▶ Kutipan Sumber:
☆ ☆ ☆
BAB
I
PENDAHULUAN
A.
LATAR BELAKANG
Dalam kehidupan umat manusia, harta
merupakan keperluan hidup yang sangat penting. Sebab harta adalah salah satu
bentuk perhiasan kehidupan dunia. Dengan harta, manusia dapat memenuhi
kebutuhannya sehari-hari mulai dari yang primer, sekunder, bahkan tersier
sekalipun. Oleh karena harta pula lah akan terjadi interaksi sosial atau
hubungan horizontal (manusia). Sebab
harta ini didapat setelah terjadi hubungan timbal balik antar manusia, atau
biasa dikenal dengan kerja sama. Kerja sama dilakukan untuk memperoleh sesuatu
yang diinginkan, yaitu harta.
☆ ☆ ☆
▶ Perintah A: Sebutkan semua tingkat kebutuhan sehari-hari yang disebut dalam teks tentang harta.
▶ Perintah B: Tuliskan ulang tanpa perubahan bagian teks tentang harta yang dimulai dari "LATAR BELAKANG" dan berakhir pada "diinginkan, yaitu harta.".
Daftar di bawah ini tidak perlu dipakai.

▶ Entri pelabelan lokasi gambar:
☆ ☆ ☆
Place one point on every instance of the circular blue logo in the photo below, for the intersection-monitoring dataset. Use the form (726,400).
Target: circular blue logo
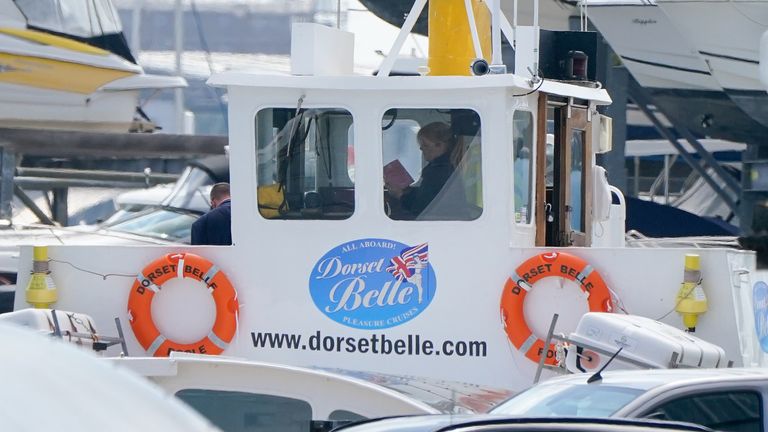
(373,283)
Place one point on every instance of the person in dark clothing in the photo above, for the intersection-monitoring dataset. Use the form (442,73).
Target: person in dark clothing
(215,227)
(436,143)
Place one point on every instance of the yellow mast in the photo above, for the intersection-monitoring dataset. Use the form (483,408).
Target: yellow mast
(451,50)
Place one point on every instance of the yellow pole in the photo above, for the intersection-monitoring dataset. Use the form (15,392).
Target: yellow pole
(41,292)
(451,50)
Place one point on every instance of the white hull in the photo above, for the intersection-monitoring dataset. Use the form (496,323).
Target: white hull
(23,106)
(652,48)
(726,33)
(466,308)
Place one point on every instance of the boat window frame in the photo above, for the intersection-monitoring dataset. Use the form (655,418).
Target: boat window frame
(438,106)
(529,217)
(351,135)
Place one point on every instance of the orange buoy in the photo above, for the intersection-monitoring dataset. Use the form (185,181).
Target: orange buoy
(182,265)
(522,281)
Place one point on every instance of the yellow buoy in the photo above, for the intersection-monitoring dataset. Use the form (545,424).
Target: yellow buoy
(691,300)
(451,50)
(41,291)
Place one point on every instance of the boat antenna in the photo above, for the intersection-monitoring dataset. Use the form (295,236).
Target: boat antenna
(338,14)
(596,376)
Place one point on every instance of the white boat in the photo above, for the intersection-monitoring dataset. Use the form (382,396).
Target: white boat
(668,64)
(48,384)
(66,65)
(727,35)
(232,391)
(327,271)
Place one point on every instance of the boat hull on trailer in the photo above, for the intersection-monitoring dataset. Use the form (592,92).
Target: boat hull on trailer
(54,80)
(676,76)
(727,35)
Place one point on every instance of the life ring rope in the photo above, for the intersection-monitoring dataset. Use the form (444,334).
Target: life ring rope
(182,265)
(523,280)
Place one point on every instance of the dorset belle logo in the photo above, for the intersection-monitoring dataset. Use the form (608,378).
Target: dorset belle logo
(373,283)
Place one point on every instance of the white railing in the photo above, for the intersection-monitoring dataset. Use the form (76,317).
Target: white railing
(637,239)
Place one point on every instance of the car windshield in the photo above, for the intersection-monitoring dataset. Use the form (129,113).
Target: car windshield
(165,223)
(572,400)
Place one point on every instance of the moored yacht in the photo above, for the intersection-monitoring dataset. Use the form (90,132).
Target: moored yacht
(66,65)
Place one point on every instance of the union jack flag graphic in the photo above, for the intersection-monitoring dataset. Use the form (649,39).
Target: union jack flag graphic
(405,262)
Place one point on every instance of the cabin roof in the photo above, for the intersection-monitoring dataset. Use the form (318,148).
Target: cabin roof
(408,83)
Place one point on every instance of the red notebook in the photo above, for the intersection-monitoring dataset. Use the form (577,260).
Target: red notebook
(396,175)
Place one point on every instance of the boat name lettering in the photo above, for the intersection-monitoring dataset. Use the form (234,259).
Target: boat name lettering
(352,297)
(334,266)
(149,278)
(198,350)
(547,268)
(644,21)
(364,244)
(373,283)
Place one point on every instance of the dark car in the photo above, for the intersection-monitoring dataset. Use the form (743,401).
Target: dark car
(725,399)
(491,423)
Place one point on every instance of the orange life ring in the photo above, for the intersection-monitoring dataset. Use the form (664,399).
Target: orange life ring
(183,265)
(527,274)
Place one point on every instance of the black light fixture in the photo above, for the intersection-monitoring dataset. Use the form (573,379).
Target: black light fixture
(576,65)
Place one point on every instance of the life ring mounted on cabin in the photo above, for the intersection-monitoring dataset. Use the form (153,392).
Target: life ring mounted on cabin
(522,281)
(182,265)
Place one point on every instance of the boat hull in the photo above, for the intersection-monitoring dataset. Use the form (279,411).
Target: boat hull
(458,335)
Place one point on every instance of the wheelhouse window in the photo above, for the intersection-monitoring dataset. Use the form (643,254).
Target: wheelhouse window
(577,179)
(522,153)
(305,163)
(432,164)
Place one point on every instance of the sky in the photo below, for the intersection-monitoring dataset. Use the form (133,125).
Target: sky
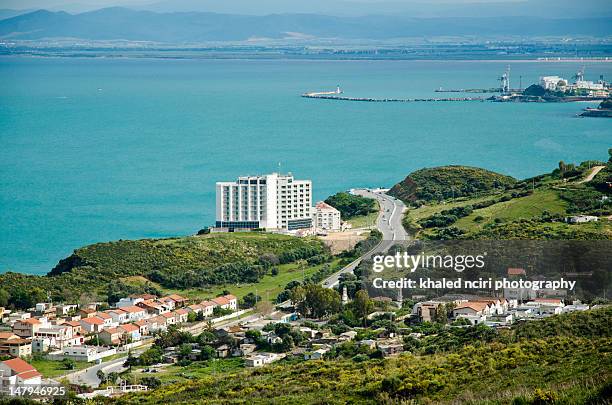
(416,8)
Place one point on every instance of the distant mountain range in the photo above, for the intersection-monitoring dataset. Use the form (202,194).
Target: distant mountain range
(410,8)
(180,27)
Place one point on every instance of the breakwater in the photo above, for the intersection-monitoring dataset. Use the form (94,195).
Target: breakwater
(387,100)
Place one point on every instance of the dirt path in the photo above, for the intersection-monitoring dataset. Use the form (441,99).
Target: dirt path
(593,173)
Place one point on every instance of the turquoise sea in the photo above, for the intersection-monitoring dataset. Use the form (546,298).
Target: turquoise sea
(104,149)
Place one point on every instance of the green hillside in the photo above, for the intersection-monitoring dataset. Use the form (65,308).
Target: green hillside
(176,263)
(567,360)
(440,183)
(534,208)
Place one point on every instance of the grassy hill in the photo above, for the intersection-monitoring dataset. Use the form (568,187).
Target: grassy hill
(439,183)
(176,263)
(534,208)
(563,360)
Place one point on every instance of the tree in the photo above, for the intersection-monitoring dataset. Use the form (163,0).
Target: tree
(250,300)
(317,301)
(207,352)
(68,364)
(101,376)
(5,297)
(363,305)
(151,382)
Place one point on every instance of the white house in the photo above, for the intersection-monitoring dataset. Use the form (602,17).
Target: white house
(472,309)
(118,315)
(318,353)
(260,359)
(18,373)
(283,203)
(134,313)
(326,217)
☆ ☆ ☆
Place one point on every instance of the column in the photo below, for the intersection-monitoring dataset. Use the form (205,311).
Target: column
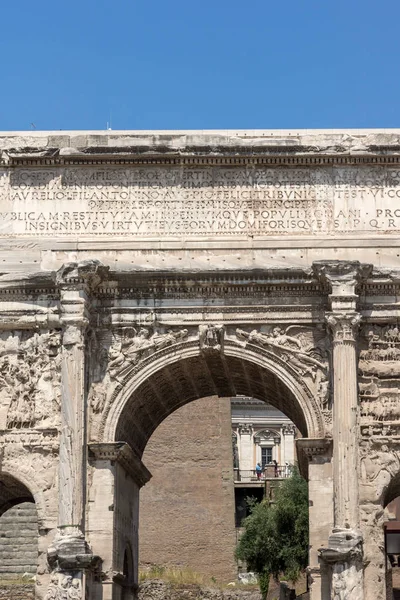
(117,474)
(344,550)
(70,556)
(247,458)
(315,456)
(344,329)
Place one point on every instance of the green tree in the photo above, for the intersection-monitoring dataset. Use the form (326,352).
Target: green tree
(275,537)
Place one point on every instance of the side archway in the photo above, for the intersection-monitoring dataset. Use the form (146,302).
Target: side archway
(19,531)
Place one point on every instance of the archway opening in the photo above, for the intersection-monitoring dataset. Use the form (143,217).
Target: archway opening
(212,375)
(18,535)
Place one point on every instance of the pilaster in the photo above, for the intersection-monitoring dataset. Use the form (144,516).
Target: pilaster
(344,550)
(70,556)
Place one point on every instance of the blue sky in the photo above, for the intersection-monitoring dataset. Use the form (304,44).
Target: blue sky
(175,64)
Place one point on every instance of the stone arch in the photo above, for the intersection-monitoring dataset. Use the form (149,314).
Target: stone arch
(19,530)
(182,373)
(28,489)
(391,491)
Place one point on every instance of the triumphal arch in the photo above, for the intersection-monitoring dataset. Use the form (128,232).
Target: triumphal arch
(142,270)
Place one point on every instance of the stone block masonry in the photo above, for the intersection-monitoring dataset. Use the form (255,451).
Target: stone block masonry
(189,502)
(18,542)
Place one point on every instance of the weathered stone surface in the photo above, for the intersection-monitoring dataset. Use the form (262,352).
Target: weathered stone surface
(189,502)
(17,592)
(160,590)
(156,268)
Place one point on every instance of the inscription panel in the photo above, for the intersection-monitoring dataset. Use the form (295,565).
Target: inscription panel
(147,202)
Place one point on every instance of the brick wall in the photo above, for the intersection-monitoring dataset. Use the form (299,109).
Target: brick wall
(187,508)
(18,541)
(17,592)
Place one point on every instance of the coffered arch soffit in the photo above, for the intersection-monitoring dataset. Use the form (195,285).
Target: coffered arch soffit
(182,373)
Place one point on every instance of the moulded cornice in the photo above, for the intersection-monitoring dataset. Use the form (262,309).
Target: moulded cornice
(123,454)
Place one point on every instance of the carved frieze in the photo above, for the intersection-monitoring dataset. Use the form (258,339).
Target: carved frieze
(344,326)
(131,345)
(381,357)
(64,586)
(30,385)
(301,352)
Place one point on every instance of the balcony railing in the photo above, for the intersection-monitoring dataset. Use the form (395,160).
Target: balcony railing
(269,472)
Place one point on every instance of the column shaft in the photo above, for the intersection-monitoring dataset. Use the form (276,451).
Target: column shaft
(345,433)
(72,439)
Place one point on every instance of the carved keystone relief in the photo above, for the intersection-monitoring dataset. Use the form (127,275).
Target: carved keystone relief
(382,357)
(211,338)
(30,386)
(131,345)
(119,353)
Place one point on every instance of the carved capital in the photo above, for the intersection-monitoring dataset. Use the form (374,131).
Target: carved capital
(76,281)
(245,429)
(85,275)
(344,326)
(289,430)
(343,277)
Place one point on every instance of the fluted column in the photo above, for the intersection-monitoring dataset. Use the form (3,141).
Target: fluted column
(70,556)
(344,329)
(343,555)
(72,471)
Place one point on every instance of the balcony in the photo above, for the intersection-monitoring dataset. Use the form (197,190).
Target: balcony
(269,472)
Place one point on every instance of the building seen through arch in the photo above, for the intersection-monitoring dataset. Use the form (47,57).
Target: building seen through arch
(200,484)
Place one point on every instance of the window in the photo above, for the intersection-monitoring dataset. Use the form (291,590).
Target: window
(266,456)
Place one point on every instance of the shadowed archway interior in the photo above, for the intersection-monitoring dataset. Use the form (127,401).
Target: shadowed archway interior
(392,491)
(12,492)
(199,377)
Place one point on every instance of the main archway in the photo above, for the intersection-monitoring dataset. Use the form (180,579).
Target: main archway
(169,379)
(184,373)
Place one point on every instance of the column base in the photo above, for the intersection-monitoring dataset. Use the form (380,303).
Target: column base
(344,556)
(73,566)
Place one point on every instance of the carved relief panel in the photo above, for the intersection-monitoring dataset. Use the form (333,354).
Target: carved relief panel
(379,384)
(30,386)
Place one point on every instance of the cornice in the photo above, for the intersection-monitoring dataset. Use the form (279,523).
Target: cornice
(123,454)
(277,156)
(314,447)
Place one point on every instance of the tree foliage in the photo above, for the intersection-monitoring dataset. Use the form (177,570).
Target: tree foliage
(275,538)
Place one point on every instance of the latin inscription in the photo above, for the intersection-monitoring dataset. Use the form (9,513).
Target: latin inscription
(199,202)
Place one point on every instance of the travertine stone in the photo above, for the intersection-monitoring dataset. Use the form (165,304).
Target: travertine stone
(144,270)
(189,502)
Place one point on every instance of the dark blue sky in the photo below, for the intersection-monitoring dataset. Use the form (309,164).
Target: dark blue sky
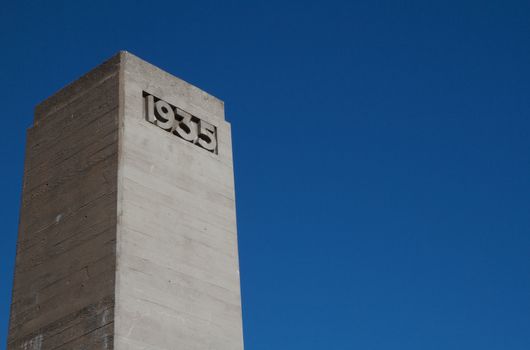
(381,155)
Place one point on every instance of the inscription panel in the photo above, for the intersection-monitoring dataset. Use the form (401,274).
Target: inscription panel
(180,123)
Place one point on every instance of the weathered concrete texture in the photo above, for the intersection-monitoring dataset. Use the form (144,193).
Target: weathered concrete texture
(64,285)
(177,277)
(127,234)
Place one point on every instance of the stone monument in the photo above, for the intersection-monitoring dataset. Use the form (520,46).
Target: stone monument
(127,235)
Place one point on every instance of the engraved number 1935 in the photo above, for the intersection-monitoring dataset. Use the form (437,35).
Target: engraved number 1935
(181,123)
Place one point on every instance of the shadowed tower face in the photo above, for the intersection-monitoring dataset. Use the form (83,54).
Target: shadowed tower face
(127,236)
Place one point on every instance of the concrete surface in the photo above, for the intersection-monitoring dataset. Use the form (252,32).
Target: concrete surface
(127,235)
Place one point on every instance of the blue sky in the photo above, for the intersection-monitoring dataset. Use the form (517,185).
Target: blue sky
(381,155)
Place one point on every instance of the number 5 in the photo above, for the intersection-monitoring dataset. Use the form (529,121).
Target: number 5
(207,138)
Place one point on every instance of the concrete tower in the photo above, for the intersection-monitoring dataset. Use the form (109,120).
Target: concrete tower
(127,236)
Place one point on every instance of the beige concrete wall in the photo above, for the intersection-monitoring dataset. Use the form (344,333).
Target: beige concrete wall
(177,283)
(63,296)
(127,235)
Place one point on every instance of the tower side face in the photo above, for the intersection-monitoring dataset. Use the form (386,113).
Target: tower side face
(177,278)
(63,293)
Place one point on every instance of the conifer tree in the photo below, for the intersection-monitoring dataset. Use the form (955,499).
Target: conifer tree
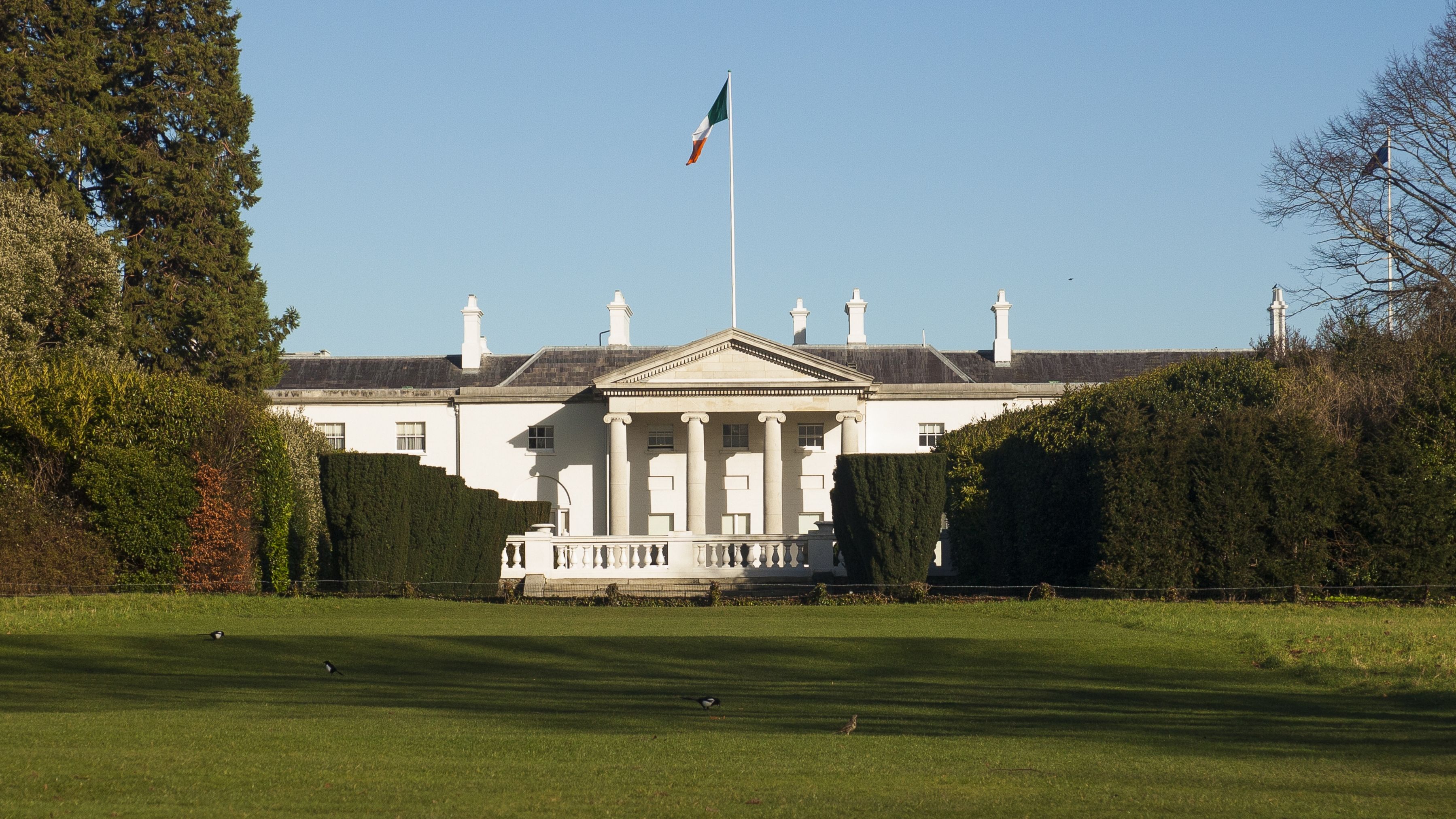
☆ ☆ ☆
▶ Jawaban Lengkap A: Primer, sekunder, dan tersier.

▶ Jawaban Lengkap B:
LATAR BELAKANG
Dalam kehidupan umat manusia, harta
merupakan keperluan hidup yang sangat penting. Sebab harta adalah salah satu
bentuk perhiasan kehidupan dunia. Dengan harta, manusia dapat memenuhi
kebutuhannya sehari-hari mulai dari yang primer, sekunder, bahkan tersier
sekalipun. Oleh karena harta pula lah akan terjadi interaksi sosial atau
hubungan horizontal (manusia). Sebab
harta ini didapat setelah terjadi hubungan timbal balik antar manusia, atau
biasa dikenal dengan kerja sama. Kerja sama dilakukan untuk memperoleh sesuatu
yang diinginkan, yaitu harta.